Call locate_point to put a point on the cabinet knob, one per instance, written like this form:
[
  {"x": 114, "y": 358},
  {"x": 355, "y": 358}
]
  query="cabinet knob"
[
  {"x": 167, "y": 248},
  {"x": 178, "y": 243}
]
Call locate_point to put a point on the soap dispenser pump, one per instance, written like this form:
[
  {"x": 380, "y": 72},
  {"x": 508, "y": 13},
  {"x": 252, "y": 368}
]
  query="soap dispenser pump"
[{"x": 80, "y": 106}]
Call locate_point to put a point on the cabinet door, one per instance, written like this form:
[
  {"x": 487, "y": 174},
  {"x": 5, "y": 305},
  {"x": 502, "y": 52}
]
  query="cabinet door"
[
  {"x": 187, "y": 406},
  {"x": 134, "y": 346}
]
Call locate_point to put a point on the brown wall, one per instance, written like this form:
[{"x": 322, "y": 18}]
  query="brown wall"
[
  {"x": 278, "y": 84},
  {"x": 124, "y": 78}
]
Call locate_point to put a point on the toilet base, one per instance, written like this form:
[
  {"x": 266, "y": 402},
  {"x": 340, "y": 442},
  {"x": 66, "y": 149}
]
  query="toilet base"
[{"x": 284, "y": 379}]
════════
**TASK DIRECTIONS**
Please write all the lines above again, substituting "cupboard" for each occurrence of "cabinet" and leaving everything else the same.

**WRITTEN RESPONSE**
Call locate_point to put a point on the cupboard knob, one per instance, written like this form:
[
  {"x": 114, "y": 358},
  {"x": 355, "y": 358}
]
  query="cupboard knob"
[
  {"x": 167, "y": 248},
  {"x": 178, "y": 243}
]
Call locate_point to put a point on the soap dispenser pump, one per instance, written like this form:
[
  {"x": 380, "y": 72},
  {"x": 508, "y": 13},
  {"x": 252, "y": 368}
]
  query="soap dispenser pump"
[{"x": 80, "y": 106}]
Call locate_point to put a point on the cupboard door, one per instance, written like this form:
[
  {"x": 487, "y": 174},
  {"x": 5, "y": 305},
  {"x": 502, "y": 52}
]
  query="cupboard door"
[
  {"x": 187, "y": 406},
  {"x": 134, "y": 346}
]
Call locate_point to put a point on the brown wall, one per instance, written like this form:
[{"x": 322, "y": 18}]
  query="brown wall"
[
  {"x": 278, "y": 84},
  {"x": 124, "y": 78}
]
Call locate_point to put a point on the toilet base, one per instance, written like this form:
[
  {"x": 266, "y": 402},
  {"x": 340, "y": 442},
  {"x": 66, "y": 149}
]
  query="toilet base"
[{"x": 284, "y": 379}]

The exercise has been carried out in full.